**Stated goal:** Print the lines of the items verbatim, starting from the line that contains "Where can the man's ear" and continuing through the end of the items, including both.

□ □ □ □ □

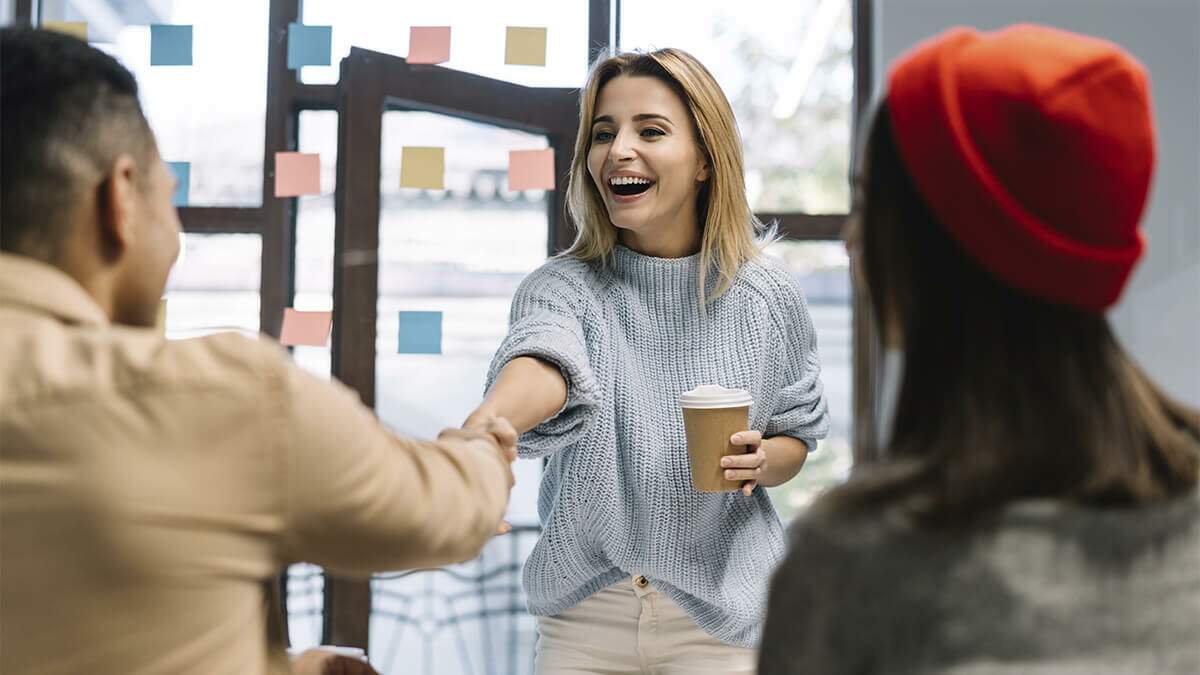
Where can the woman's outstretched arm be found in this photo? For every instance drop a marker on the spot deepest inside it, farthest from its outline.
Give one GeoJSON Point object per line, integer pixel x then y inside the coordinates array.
{"type": "Point", "coordinates": [527, 392]}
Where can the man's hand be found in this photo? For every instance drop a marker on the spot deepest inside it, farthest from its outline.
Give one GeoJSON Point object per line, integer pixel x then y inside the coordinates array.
{"type": "Point", "coordinates": [499, 432]}
{"type": "Point", "coordinates": [322, 662]}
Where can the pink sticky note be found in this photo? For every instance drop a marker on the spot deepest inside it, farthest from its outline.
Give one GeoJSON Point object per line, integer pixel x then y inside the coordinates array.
{"type": "Point", "coordinates": [297, 173]}
{"type": "Point", "coordinates": [305, 328]}
{"type": "Point", "coordinates": [429, 45]}
{"type": "Point", "coordinates": [532, 169]}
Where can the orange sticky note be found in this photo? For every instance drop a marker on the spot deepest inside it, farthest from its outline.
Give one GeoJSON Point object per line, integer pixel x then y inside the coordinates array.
{"type": "Point", "coordinates": [297, 173]}
{"type": "Point", "coordinates": [525, 46]}
{"type": "Point", "coordinates": [77, 29]}
{"type": "Point", "coordinates": [532, 169]}
{"type": "Point", "coordinates": [423, 167]}
{"type": "Point", "coordinates": [305, 328]}
{"type": "Point", "coordinates": [429, 43]}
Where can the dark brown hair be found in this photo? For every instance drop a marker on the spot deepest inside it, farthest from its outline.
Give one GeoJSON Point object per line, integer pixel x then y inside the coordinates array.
{"type": "Point", "coordinates": [66, 113]}
{"type": "Point", "coordinates": [1005, 395]}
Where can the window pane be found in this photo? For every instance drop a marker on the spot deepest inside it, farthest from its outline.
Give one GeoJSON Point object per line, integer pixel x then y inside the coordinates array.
{"type": "Point", "coordinates": [461, 251]}
{"type": "Point", "coordinates": [315, 234]}
{"type": "Point", "coordinates": [211, 113]}
{"type": "Point", "coordinates": [477, 30]}
{"type": "Point", "coordinates": [790, 81]}
{"type": "Point", "coordinates": [313, 292]}
{"type": "Point", "coordinates": [214, 285]}
{"type": "Point", "coordinates": [822, 269]}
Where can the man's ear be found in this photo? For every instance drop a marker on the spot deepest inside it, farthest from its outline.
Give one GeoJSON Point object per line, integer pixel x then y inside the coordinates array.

□ □ □ □ □

**Task answer:**
Where can the man's ear be found in this photo? For every instance drop a marker on the spot deepest inside it, farthest from its outline.
Give one GeoJSON Point object per line, integer pixel x then y inside the coordinates array.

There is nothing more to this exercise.